*** Entries supplied ***

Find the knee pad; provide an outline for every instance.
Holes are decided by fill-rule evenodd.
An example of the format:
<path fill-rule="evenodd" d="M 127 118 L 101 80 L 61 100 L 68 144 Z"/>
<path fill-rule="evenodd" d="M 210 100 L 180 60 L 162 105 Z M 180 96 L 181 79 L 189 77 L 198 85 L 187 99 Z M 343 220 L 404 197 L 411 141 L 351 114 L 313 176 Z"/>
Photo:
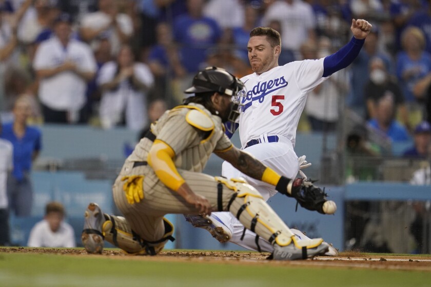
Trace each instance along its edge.
<path fill-rule="evenodd" d="M 254 188 L 241 179 L 215 179 L 236 192 L 227 209 L 246 228 L 271 244 L 276 243 L 280 246 L 290 244 L 294 234 Z"/>
<path fill-rule="evenodd" d="M 106 221 L 102 229 L 105 240 L 129 254 L 155 255 L 163 249 L 168 240 L 175 240 L 172 236 L 173 225 L 164 217 L 163 237 L 156 241 L 147 241 L 131 230 L 124 217 L 107 214 L 105 216 Z"/>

***

▶ **The task**: Could you write out the listing again with "instance" renamed to "occurrence" everywhere it appears, keeping everything else the same and leaving out the pictures?

▶ **Written reply**:
Find the knee pad; provide an outline for every occurrence.
Holes are decided by fill-rule evenodd.
An example of the format:
<path fill-rule="evenodd" d="M 127 118 L 101 80 L 61 100 L 68 144 Z"/>
<path fill-rule="evenodd" d="M 210 100 L 180 60 L 162 105 Z M 180 96 L 181 79 L 189 77 L 198 85 L 187 99 Z M 343 220 L 404 197 L 411 141 L 351 114 L 313 176 Z"/>
Photo:
Trace each occurrence along its edge.
<path fill-rule="evenodd" d="M 254 188 L 241 179 L 215 179 L 236 192 L 227 209 L 246 228 L 271 244 L 276 243 L 280 246 L 290 244 L 294 234 Z"/>
<path fill-rule="evenodd" d="M 106 221 L 102 229 L 105 240 L 129 254 L 155 255 L 163 249 L 168 240 L 175 240 L 172 236 L 173 225 L 164 217 L 163 237 L 156 241 L 147 241 L 131 230 L 124 217 L 107 214 L 105 216 Z"/>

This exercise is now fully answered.